THE EXERCISE
How many lines in the data below contain the string "bare"? Case counts. Reply with the number alone.

LISTED RECORDS
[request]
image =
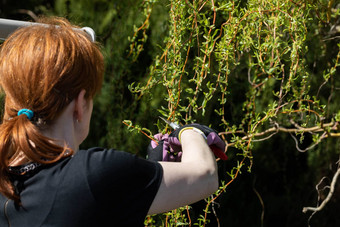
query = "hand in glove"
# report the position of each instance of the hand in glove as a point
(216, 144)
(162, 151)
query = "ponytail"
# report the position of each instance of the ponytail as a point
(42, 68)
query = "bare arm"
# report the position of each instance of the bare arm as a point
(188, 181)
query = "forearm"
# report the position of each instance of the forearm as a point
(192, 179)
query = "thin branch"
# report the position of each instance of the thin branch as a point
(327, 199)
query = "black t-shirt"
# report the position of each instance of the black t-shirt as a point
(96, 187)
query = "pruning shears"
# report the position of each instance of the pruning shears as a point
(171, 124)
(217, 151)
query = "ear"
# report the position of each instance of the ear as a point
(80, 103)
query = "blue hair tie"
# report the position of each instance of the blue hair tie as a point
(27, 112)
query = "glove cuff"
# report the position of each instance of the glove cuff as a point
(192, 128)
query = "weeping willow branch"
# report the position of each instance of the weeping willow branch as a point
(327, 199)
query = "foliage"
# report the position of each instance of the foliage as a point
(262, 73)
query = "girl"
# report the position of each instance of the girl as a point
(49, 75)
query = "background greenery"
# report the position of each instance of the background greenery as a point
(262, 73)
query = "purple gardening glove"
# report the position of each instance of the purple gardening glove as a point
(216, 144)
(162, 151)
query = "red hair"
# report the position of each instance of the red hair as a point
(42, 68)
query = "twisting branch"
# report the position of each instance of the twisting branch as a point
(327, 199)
...
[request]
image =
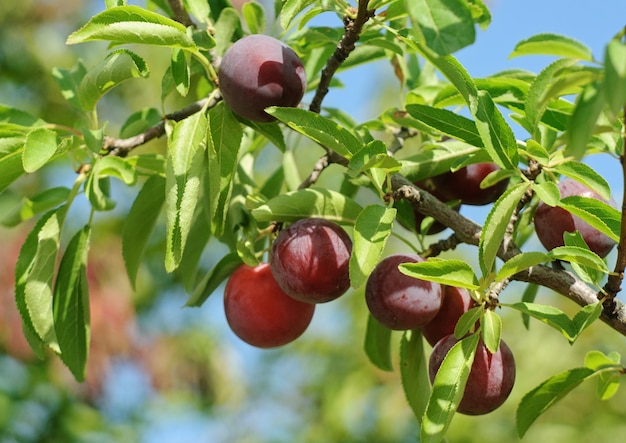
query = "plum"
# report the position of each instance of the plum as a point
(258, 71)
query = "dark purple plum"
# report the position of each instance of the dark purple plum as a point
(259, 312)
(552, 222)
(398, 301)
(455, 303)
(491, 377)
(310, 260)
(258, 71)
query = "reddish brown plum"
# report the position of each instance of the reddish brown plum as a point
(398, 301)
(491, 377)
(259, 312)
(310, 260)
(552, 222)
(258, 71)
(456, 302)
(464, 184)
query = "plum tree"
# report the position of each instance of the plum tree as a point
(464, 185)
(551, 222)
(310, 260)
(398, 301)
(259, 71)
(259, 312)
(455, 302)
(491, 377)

RESULT BELOW
2